LISTED RECORDS:
========================

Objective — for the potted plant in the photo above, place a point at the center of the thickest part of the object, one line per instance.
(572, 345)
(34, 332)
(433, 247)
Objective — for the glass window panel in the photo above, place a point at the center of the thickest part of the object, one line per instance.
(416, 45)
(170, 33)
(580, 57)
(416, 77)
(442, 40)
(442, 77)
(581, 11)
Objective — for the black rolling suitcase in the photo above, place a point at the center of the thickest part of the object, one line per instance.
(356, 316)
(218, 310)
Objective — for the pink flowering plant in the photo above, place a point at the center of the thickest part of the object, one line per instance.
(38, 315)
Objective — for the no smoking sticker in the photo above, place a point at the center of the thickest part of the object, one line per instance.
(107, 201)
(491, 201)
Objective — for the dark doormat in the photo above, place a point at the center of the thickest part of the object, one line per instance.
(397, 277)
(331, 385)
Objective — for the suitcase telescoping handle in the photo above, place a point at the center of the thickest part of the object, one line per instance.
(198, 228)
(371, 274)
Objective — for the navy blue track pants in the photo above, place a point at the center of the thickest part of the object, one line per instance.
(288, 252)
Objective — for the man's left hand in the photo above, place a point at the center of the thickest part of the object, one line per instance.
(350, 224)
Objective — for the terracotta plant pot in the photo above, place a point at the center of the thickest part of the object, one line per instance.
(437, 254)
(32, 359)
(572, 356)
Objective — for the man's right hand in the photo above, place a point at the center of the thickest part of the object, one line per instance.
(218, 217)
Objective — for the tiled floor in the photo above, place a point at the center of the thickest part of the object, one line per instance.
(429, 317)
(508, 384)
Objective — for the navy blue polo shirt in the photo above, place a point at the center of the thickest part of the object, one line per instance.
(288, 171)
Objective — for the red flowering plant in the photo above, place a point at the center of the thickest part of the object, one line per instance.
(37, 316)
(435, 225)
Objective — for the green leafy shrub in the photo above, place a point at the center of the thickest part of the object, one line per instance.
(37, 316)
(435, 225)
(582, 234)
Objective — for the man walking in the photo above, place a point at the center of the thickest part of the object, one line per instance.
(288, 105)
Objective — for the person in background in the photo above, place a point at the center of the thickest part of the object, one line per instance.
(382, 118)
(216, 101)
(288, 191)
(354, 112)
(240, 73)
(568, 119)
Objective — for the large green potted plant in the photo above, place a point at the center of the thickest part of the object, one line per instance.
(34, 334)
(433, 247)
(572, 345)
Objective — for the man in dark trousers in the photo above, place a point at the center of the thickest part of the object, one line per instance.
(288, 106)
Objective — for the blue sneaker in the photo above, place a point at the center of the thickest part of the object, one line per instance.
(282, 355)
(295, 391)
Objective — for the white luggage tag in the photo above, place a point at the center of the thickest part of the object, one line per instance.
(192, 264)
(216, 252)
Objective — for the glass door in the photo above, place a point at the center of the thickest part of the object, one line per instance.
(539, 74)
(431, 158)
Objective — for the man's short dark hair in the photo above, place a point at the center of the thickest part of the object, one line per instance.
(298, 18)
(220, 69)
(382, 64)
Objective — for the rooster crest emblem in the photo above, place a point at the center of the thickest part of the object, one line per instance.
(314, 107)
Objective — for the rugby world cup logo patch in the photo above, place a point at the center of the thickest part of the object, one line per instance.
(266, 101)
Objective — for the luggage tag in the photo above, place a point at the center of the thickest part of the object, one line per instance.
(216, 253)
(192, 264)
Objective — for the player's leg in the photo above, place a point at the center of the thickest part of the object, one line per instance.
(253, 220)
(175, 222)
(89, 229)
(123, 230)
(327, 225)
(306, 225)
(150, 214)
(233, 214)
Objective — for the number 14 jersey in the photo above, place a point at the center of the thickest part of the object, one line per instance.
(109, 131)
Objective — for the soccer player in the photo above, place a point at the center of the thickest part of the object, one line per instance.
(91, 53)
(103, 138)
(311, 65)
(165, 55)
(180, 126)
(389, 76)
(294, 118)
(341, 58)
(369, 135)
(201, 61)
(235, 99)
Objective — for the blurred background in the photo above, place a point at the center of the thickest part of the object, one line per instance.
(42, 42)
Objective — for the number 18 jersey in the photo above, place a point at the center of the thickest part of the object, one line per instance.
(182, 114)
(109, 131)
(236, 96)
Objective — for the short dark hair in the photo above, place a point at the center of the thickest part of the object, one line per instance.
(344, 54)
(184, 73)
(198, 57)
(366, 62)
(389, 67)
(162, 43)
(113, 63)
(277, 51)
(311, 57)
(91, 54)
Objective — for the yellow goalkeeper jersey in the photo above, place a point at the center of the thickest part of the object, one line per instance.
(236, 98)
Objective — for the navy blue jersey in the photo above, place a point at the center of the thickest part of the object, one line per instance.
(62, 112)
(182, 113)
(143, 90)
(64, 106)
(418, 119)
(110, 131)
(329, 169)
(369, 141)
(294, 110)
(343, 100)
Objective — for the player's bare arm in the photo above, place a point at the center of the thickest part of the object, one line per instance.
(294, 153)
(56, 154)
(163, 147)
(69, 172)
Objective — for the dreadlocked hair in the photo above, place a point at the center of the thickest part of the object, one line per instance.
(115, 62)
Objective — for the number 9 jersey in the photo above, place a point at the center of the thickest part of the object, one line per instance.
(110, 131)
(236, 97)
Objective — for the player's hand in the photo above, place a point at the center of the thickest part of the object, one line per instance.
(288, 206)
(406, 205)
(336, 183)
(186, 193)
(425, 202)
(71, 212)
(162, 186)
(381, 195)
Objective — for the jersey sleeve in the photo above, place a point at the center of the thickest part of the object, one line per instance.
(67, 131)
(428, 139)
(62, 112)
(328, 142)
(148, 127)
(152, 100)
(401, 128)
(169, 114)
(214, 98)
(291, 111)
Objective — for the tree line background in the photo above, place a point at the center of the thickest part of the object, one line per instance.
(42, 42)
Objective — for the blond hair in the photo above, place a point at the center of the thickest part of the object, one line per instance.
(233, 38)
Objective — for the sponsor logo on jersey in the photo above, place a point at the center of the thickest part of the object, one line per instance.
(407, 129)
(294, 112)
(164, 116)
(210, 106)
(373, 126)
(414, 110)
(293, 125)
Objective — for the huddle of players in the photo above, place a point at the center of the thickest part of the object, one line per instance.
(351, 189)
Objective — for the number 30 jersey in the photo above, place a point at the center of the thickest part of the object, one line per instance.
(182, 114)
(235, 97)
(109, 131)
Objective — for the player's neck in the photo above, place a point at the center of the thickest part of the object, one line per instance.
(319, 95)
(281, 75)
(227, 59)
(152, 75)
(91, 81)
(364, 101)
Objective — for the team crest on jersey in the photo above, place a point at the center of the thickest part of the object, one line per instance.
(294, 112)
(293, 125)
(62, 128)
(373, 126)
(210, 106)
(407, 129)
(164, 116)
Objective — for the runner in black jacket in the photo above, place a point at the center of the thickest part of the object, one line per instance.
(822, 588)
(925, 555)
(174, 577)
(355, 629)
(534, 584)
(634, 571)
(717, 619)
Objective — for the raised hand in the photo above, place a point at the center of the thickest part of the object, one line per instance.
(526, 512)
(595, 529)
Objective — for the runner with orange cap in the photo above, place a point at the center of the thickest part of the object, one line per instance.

========================

Every line in the records has to be written out again exactly.

Objective — for the potted plant in the photo above, place a point at the center of the thickest part of the object, one line per instance.
(572, 345)
(34, 332)
(433, 247)
Objective — for the glass window panel in the photo above, place a point at the center of the thickest part of the object, one line per instance.
(416, 45)
(170, 33)
(580, 57)
(416, 77)
(442, 40)
(442, 77)
(581, 11)
Objective — for the black rolling suitcase in the photo above, place a point at the center of the thickest part of the object, one line per instance.
(356, 316)
(218, 310)
Objective — for the pink flowering plant in the photo above, place a point at the center of the thickest part of the object, one line per instance.
(38, 315)
Objective — for the no smoking sticker in the photo above, place a point at the center of the thickest part of the object, one line per instance.
(107, 201)
(491, 201)
Objective — for the dark doormat in the photo above, place a point at the center of the thickest part of the object, one line per instance.
(397, 277)
(331, 385)
Objective — for the suitcase telescoping handle in the photo above, place a point at the center of the thickest part of the object, one line per instance.
(198, 228)
(371, 274)
Objective — for the navy blue track pants in the photo above, place a point at the center of the thickest part of the object, one line per instance.
(288, 252)
Objective — for the man's left hand in the photo above, place a point at the center of the thickest part of the object, one line per instance.
(350, 224)
Objective — for the terracotta plant pot in the photo above, place a point at the center of the thickest part of the object, one line per instance.
(437, 254)
(32, 359)
(572, 356)
Objective — for the man's right hand in the photo above, place a point at the center of the thickest part of the object, one line per instance.
(218, 217)
Objective — for the tiled floor in the photo above, place a point at the center of the thickest part of the object, one line per instance.
(429, 317)
(508, 384)
Objective — for the navy blue polo shirt in the photo above, place a point at the center of the thickest part of the object, one line per instance.
(288, 171)
Objective — for the red flowering plant in the photo above, place a point at the center of the thickest part of the object, one line per instance.
(37, 316)
(435, 225)
Objective — for the green leafy shrub in the photo above, place a point at the center of the thickest part of the object, one line per instance.
(37, 316)
(435, 225)
(582, 234)
Objective — for the man walking in the photo above, place a point at the center of the thickest part of the object, one line per instance.
(288, 105)
Objective — for the person in background in the photo above, place a point at the center of the thickest part of the object, one line per instance.
(382, 118)
(216, 101)
(288, 191)
(354, 112)
(240, 73)
(568, 119)
Objective — for the large green potted plant in the photo above, place a point at the center of the thickest part of the object, one line per instance.
(34, 334)
(433, 247)
(572, 345)
Objective — for the man in dark trousers in the photo above, place a point at the center of the thickest part of the object, one line per instance.
(288, 106)
Objective — for the blue sneaker in the photo above, place a point at the center of the thickest part of the object, one line per instance.
(282, 355)
(295, 391)
Objective — for the white luggage tag in the photo above, place a point at the center of the thickest part of the object, one line per instance.
(192, 264)
(216, 252)
Objective — for the glass door in the photo above, place a point at the center of the thickest part of the object, one line per instance.
(539, 74)
(431, 158)
Objective — for the man's short dark hair in the photo above, place a point at the center of the thickest part of the object, one line per instance.
(298, 18)
(220, 69)
(382, 64)
Objective — for the rooster crest emblem in the photo above, place a point at the center of the thickest part of the object, one line per instance.
(314, 107)
Objective — for the rugby world cup logo patch in the photo above, place a point at the center of the thickest part of the object, one line per instance.
(266, 101)
Objective — for the luggage tag in the photo above, place a point at the center of the thickest part of the object, one line per instance.
(216, 253)
(192, 264)
Objective — for the player's leg in the photo above, place a point at the center of the thickest part of the object, one line per instance.
(253, 220)
(175, 222)
(89, 229)
(123, 230)
(327, 225)
(306, 225)
(150, 214)
(233, 214)
Objective — for the number 14 jersey in the photo above, place a point at the center of the thickest part of the object, one line per instance.
(109, 131)
Objective — for the soccer player in the photo above, place a point at the center of the thickest part of the object, one line per instance.
(91, 53)
(103, 138)
(311, 65)
(165, 55)
(180, 126)
(389, 76)
(294, 118)
(341, 58)
(369, 135)
(201, 61)
(235, 99)
Objective — for the blurred background in the photo above, place a point at the center of the thickest part of the object, one line per instance.
(42, 42)
Objective — for the number 18 jersey in the photo above, place a point at the center of the thickest part of the object, one line per instance.
(182, 114)
(109, 131)
(236, 96)
Objective — for the short dark hair in the photo above, place a point at the center of the thickest part of the object, one line per instance.
(344, 54)
(184, 73)
(198, 57)
(366, 62)
(389, 67)
(162, 43)
(113, 63)
(277, 51)
(311, 57)
(91, 54)
Objective — for the yellow goalkeeper jersey in the photo above, place a point at the center of the thickest part of the object, one line per instance.
(236, 98)
Objective — for the navy blue jersey in the photo above, place a point at the center of the thickest part of the object, one line per instance.
(62, 112)
(182, 113)
(143, 90)
(64, 106)
(418, 119)
(110, 131)
(329, 169)
(369, 141)
(294, 110)
(343, 100)
Objective — for the player's bare arm in the photo above, place a point at the center of the thickest part of the object, one line per instance.
(294, 153)
(56, 154)
(163, 147)
(69, 172)
Objective — for the dreadlocked hair in the photo above, place a point at the center of the thickest part of the object, one line per instance.
(115, 62)
Objective — for the number 9 jersey in the photo above, place a point at the center of the thickest part of the object, one line per instance.
(110, 131)
(236, 97)
Objective — for the player's hand in the photo above, place a point at the center of the thickest part of the object, one line per instance.
(288, 206)
(406, 205)
(336, 183)
(186, 193)
(425, 202)
(71, 212)
(162, 186)
(381, 195)
Objective — for the jersey sleeve in the photo above, place a point at the center of the thickest part of the object, one line per instance.
(67, 131)
(428, 139)
(62, 112)
(328, 142)
(148, 127)
(152, 100)
(401, 128)
(169, 114)
(214, 98)
(291, 111)
Objective — for the tree line background in the photo above, place a point at the center of the thickest part of the object, one line per instance.
(42, 42)
Objective — for the blond hair in the photo above, place a point at the center of the thickest part of the object, one line per instance.
(233, 38)
Objective — for the sponsor logo on jersey in the photo above, place a point at the center of the thickest part of the object, one line per instance.
(407, 129)
(294, 112)
(164, 116)
(210, 106)
(373, 126)
(414, 110)
(293, 125)
Objective — for the huddle of players in the photo above, place a point at the center of the thickest part of the object, one line per instance.
(351, 189)
Objective — for the number 30 jersey in the photo above, place a point at the center of the thickest part of the object, one line per instance.
(182, 114)
(235, 97)
(109, 131)
Objective — for the player's neck in the photo above, place a point at the center of the thickest part of the object, one line per instance.
(319, 95)
(281, 75)
(227, 59)
(152, 75)
(91, 81)
(364, 101)
Objective — for the team crest on jersey in the photo above, place a point at the center of the thickest part of the object, one line per instance.
(294, 112)
(293, 125)
(62, 128)
(373, 126)
(210, 106)
(407, 129)
(164, 116)
Objective — for the runner in black jacket in the photo above, place a point at the center of the thickest part of the object, one line per instance.
(822, 588)
(925, 555)
(174, 577)
(355, 629)
(534, 584)
(634, 571)
(717, 619)
Objective — for the raised hand in the photo above, place a point at the center of the thickest part of the object, one line per instance.
(526, 512)
(595, 529)
Objective — for the runner with orange cap in the photo above, place a point at the center of the thickest part of the object, one line per instance.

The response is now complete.